**Goal of the exercise:**
Update the part that opens with the line containing "the yellow banner" and closes with the line containing "[[372, 126]]" by putting "rear window" wherever "windshield" appears, with everything else kept the same. Give only those lines.

Labeled-object pointing entries:
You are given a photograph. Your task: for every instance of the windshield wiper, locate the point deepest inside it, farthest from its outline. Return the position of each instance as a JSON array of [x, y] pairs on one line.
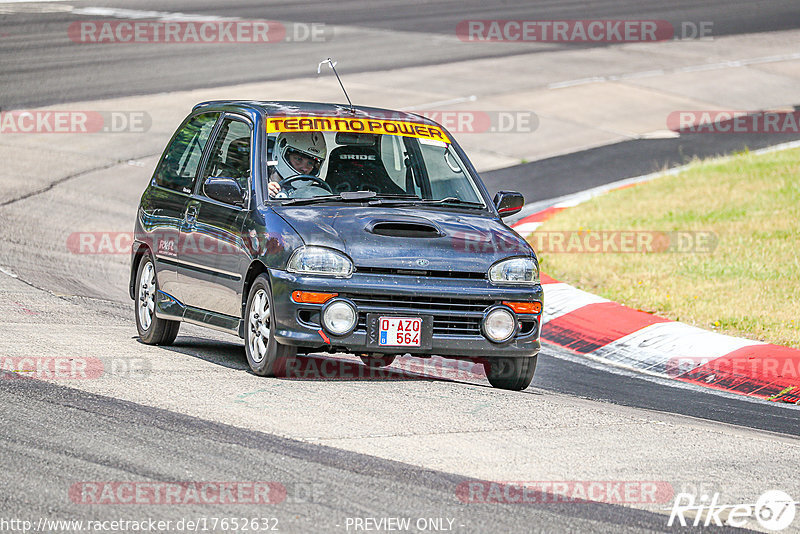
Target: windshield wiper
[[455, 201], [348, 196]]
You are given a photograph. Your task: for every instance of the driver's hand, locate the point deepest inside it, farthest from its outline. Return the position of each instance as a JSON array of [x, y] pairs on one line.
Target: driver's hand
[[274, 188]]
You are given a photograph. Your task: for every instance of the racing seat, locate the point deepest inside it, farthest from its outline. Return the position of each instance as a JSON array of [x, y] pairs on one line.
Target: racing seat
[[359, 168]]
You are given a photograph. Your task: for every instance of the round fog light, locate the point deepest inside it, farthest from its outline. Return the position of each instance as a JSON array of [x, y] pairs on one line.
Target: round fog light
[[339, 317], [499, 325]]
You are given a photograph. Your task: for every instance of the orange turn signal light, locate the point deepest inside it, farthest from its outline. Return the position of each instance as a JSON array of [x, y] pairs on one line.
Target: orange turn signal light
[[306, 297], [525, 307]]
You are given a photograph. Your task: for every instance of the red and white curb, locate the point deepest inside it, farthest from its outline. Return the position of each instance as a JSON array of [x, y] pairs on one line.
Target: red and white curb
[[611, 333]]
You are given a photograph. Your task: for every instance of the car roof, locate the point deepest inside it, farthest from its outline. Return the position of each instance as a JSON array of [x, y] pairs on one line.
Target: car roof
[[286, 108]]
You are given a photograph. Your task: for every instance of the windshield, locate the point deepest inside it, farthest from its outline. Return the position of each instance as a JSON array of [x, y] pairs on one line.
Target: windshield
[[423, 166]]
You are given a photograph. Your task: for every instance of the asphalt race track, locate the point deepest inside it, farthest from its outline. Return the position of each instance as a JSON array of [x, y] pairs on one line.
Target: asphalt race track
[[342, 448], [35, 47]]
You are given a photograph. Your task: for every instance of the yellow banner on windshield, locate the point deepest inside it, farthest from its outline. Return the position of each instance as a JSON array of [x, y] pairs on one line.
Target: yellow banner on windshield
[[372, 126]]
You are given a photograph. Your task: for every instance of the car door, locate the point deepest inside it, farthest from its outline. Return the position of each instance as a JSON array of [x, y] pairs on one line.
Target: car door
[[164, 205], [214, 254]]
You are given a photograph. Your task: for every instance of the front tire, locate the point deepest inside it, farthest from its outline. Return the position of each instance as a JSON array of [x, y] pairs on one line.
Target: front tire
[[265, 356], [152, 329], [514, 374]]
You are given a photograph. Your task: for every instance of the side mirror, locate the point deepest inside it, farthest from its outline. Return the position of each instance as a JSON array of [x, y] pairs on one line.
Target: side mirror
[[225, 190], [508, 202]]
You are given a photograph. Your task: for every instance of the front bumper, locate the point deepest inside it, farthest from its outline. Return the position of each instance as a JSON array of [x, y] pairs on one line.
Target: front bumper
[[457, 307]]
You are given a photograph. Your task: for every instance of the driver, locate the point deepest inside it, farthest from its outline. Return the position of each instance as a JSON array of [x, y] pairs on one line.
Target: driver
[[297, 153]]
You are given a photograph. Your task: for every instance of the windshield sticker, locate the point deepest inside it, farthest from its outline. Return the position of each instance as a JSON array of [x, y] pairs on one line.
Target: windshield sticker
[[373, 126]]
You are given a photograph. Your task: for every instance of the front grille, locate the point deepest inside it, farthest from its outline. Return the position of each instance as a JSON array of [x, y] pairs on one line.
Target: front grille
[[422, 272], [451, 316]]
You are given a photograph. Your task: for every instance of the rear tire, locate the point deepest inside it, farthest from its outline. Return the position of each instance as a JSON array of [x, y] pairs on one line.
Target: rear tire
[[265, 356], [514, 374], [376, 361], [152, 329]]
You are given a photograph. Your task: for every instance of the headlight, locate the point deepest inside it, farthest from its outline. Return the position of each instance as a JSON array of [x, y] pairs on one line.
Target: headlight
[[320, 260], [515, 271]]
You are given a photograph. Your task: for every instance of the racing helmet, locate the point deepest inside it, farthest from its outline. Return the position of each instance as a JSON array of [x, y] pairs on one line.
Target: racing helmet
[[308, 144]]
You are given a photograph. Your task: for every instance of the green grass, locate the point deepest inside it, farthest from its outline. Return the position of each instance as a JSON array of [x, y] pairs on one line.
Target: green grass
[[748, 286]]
...
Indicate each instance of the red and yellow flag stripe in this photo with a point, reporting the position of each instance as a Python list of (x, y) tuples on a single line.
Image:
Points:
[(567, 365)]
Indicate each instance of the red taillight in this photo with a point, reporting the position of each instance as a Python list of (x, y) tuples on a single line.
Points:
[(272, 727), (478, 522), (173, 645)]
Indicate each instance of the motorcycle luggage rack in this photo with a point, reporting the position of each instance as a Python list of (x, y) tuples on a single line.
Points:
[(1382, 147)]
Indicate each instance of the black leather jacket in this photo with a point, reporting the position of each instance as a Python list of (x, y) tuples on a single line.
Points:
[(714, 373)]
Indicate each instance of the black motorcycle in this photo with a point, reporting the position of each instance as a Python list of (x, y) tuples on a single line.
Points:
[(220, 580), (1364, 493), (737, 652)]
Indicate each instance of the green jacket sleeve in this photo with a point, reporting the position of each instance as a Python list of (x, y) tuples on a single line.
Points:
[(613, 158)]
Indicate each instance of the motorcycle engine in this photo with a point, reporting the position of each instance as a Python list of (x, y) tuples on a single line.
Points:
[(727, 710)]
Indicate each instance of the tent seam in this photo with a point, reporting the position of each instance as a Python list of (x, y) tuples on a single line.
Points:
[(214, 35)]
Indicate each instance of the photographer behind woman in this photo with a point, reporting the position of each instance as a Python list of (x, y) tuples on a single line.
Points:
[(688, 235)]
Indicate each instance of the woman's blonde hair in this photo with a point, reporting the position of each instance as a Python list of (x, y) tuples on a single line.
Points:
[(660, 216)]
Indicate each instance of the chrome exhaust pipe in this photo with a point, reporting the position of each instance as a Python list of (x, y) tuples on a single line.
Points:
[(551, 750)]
==
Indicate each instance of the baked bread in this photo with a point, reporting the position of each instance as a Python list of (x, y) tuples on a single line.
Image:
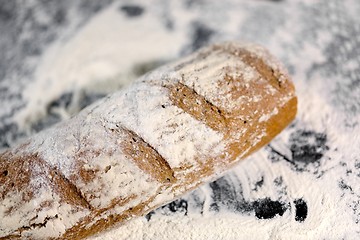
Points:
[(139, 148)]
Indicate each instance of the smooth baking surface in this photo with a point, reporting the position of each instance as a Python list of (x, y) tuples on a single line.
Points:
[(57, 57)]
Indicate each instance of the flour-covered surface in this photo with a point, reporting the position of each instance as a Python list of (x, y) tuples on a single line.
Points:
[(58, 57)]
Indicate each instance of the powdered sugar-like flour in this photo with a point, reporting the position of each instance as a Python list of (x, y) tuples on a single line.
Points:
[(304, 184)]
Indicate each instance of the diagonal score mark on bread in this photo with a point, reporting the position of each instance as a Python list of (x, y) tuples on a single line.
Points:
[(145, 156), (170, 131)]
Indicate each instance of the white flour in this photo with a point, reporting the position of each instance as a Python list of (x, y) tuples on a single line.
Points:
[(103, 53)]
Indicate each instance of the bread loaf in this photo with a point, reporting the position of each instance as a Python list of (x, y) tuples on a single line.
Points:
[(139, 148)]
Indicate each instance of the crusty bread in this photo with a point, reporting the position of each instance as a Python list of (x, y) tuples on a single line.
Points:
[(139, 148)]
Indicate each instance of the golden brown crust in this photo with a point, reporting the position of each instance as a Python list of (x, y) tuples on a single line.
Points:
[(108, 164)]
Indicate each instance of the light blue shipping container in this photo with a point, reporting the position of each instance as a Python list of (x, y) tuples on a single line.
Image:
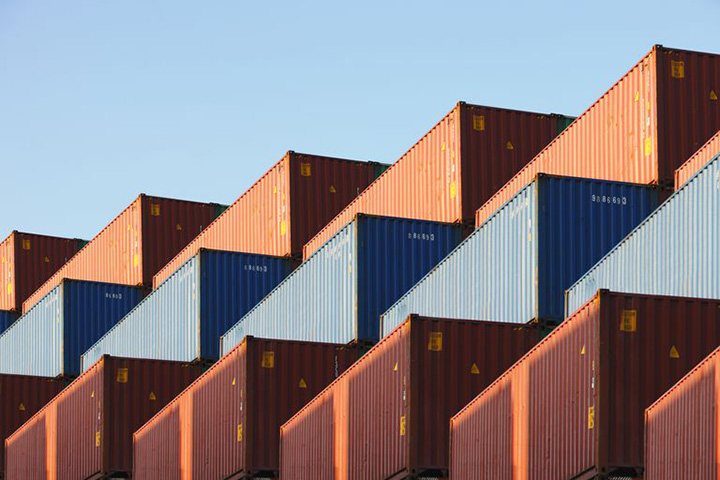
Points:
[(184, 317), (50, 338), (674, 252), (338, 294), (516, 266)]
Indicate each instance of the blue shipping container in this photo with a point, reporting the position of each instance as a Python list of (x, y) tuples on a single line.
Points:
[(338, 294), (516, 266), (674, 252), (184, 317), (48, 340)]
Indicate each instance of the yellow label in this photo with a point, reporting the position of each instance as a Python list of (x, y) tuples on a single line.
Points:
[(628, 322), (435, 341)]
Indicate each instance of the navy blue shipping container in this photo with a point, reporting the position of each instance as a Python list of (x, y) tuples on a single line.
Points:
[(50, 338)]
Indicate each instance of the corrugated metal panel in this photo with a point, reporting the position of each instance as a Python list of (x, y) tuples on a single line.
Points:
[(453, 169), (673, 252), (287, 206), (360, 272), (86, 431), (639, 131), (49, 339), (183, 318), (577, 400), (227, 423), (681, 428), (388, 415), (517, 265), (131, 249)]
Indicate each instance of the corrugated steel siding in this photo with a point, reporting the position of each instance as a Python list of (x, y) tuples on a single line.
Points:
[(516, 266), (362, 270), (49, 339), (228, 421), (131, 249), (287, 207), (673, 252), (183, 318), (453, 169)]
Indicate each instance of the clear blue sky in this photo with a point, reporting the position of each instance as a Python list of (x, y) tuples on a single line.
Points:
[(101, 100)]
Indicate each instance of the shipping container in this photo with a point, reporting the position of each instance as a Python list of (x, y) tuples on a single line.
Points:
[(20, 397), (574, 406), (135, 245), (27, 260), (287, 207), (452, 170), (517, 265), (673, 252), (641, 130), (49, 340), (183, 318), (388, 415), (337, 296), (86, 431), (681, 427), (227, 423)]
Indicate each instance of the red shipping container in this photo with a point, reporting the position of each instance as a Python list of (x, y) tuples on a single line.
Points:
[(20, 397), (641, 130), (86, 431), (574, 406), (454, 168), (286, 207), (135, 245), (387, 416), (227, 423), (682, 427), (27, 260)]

**Response to the exercise:**
You are given a photograph. Your task: for every instance of the yellow banner on rear window, locate the point deepest inside it, farthest from its outline. Return the position of each instance as a JSON array of [x, y] pairs on one line.
Target: yellow banner on rear window
[[372, 126]]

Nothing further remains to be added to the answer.